* [Source excerpt]:
Route information
- Maintained by ALDOT
- Length: 19.012 mi (30.597 km)
- Existed: 1957–present

Major junctions
- West end: SR 51 near Clayton
- SR 239 at Clayton SR 198 at Clayton
- East end: US 431 near Eufaula

Location
- Country: United States
- State: Alabama
- Counties: Barbour

Highway system
- Alabama State Highway System; Interstate; US; State;
| ← US 29 |  | → US 31 |

= Alabama State Route 30 =

State highway in Alabama, United States

State Route 30 (SR 30) is a 19.012 mi state highway in Barbour County in the southeastern part of the U.S. state of Alabama, The western terminus of the highway is at an intersection with SR 51 at Clayton. The route continues until its intersection with U.S. Route 431 (US 431) south of Eufaula.

* [Data section]:
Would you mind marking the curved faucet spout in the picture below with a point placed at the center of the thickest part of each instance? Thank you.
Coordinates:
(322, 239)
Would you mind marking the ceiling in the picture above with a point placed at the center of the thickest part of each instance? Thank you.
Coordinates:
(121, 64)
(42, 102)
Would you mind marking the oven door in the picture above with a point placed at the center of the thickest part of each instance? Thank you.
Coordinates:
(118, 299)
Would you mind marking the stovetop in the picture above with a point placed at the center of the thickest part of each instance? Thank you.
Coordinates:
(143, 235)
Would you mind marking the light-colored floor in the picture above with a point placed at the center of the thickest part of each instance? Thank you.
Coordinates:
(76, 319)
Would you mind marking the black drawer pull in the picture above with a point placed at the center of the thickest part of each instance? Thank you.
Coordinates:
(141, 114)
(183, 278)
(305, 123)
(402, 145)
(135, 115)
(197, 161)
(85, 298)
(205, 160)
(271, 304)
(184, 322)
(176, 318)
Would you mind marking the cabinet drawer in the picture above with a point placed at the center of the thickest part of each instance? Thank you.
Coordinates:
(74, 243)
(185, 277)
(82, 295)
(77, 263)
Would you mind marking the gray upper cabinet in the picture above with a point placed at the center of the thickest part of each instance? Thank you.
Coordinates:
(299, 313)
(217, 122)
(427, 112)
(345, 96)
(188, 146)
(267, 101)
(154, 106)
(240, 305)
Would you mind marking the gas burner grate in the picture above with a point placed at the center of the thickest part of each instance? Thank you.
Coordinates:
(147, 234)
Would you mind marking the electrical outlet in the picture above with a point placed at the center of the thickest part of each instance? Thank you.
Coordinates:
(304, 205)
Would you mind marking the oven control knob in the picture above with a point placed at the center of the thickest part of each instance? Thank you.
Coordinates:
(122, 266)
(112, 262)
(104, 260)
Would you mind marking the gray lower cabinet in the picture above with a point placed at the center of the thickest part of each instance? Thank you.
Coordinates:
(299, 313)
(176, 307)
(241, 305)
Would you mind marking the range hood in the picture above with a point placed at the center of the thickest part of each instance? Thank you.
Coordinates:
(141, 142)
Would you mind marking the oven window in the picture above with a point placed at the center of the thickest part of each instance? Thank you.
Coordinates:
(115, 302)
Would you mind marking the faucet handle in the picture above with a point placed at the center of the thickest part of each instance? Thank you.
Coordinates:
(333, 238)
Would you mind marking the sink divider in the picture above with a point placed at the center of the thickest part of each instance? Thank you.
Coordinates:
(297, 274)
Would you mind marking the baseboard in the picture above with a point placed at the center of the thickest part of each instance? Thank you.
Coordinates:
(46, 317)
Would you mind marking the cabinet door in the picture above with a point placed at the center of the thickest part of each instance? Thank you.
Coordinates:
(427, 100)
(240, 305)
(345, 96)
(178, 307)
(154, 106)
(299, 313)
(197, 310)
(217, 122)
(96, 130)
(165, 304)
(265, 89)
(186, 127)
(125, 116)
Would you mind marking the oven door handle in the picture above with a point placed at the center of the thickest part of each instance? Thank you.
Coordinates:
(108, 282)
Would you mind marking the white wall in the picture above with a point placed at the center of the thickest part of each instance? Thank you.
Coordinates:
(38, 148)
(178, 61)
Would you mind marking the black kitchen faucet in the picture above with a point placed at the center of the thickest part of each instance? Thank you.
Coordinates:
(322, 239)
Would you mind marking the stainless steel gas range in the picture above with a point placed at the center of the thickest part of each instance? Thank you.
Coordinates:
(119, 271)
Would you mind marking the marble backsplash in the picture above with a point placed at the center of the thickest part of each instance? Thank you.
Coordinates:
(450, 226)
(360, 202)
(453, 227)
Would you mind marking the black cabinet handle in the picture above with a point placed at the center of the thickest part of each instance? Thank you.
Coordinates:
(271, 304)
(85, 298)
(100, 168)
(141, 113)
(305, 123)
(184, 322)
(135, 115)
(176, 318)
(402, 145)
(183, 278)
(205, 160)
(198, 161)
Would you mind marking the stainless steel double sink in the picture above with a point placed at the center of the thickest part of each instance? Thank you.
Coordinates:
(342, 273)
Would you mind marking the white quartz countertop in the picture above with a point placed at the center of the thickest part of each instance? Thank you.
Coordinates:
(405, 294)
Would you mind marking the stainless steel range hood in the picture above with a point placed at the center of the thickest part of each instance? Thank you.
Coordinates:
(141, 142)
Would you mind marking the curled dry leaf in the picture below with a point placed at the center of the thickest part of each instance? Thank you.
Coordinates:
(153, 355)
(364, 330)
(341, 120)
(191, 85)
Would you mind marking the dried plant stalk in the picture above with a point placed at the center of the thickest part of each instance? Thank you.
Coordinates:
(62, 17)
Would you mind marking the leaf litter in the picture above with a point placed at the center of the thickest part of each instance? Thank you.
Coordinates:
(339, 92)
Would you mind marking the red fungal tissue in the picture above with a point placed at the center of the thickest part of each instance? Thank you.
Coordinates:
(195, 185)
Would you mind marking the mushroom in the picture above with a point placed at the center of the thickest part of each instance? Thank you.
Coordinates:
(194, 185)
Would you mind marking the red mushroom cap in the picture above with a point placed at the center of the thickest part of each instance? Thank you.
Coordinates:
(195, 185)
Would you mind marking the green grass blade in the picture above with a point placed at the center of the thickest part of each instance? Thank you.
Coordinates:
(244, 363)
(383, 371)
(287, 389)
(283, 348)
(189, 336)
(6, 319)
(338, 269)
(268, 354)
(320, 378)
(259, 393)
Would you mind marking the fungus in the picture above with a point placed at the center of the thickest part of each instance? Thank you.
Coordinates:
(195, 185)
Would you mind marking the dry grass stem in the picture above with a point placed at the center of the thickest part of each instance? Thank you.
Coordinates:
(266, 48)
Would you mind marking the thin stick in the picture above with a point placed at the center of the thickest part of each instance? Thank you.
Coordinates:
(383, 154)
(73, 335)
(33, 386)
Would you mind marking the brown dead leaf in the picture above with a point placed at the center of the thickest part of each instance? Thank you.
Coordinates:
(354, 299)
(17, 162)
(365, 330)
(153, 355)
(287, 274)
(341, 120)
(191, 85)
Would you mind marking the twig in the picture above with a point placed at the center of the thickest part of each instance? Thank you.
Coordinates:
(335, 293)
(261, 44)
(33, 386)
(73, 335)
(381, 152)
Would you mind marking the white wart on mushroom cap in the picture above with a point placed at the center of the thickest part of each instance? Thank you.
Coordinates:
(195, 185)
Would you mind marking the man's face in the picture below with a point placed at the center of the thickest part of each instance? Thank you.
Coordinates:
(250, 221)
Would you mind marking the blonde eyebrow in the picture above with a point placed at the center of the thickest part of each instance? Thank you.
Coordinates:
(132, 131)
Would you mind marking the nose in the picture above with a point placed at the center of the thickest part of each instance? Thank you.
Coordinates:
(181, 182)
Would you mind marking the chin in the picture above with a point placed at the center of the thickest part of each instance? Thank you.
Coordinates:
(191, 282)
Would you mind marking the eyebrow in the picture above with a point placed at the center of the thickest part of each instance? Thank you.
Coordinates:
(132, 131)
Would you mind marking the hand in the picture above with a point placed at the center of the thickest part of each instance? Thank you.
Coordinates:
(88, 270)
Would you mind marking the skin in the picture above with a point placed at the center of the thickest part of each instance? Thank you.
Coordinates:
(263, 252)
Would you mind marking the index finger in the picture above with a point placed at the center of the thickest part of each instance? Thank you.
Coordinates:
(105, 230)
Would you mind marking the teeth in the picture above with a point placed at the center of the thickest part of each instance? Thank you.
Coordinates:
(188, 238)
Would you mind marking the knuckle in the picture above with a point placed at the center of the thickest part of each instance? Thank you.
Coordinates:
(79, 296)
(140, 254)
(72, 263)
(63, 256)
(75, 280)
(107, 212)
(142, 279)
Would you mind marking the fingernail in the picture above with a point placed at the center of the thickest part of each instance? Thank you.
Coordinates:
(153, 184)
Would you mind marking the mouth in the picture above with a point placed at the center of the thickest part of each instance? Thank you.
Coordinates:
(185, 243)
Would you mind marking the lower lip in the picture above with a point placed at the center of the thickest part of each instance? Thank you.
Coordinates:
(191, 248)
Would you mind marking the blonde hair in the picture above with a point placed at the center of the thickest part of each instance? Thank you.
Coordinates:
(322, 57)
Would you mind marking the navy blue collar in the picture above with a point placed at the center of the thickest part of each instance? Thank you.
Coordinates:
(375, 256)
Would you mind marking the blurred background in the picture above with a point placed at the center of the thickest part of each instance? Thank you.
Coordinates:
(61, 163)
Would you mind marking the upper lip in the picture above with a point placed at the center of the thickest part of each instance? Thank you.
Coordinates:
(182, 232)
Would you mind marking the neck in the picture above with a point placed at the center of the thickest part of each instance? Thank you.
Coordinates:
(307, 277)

* [Task A]: According to the State Route 30 text, since what year has the highway existed?
* [Task B]: Reproduce the stretch of the State Route 30 text from "State highway in Alabama, United" through "south of Eufaula." word for word.
* [Task C]: Carry the State Route 30 text forward, beginning right after its final sentence.

* [Task answer A]: 1957

* [Task answer B]:
State highway in Alabama, United States

State Route 30 (SR 30) is a 19.012 mi state highway in Barbour County in the southeastern part of the U.S. state of Alabama, The western terminus of the highway is at an intersection with SR 51 at Clayton. The route continues until its intersection with U.S. Route 431 (US 431) south of Eufaula.

* [Task answer C]:
==Route description==

SR 30 is routed along a two-lane roadway for its entire length. It serves as a connector route between Clayton, the county seat of Barbour County, and Eufaula, the county’s largest city and primary center of retail. Between the two cities, the highway travels through rural areas with no cities or towns. After intersecting two minor state routes at Clayton, the highway does not intersect any other state routes or U.S. highways until its terminus south of Eufaula.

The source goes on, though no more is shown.